= PROBLEM TO WORK ON =
Each line between the one holding "format | x and" and the end of the material below, both included, is to be transcribed word for word, with pictures left out.

= DATA UNDER STUDY =
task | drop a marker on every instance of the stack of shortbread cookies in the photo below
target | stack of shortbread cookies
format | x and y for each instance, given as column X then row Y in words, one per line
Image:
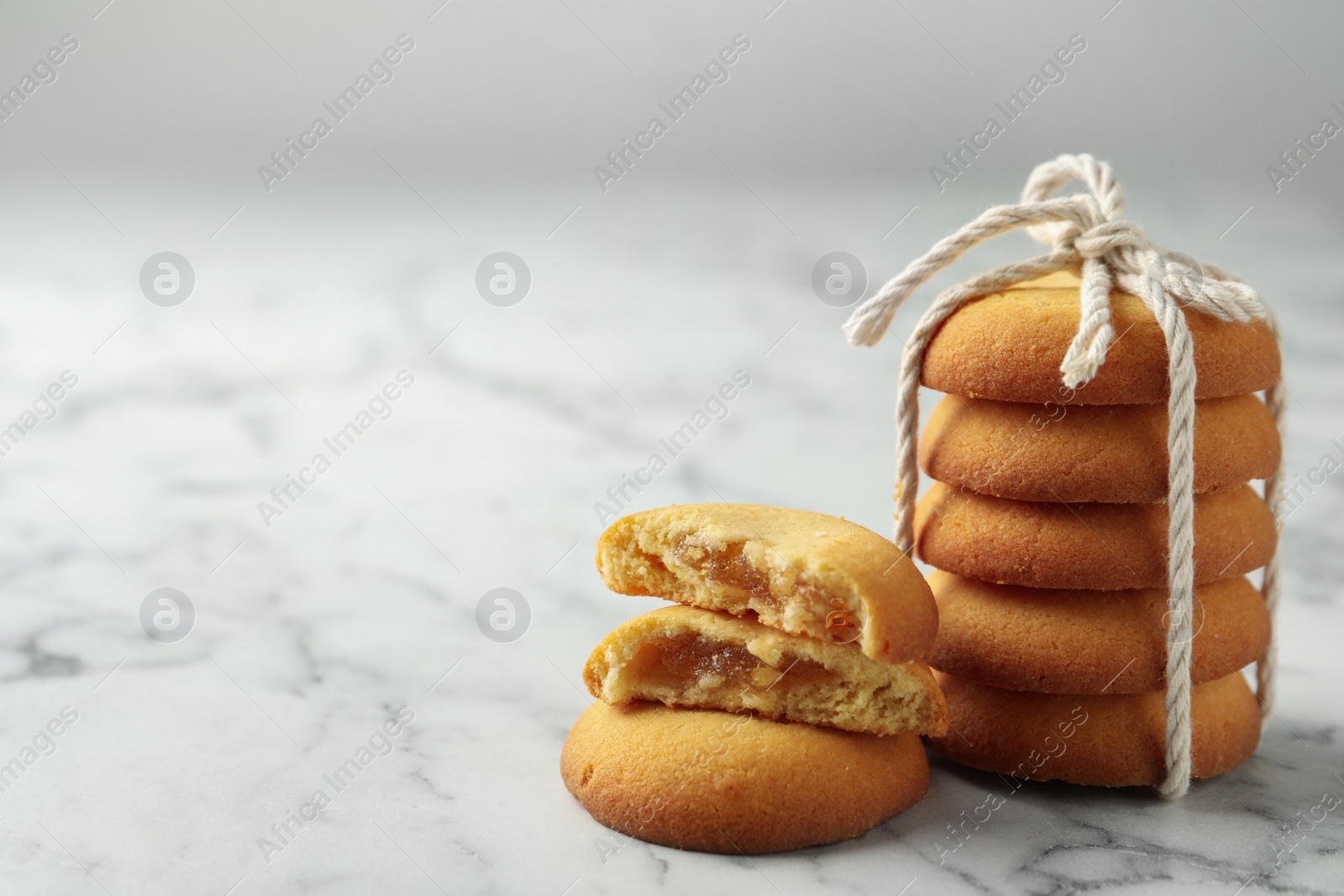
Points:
column 779, row 705
column 1048, row 528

= EXERCISE SOLUTION =
format | x and y for each instance, given as column X then row Y in words, one per line
Image:
Points:
column 779, row 705
column 1048, row 528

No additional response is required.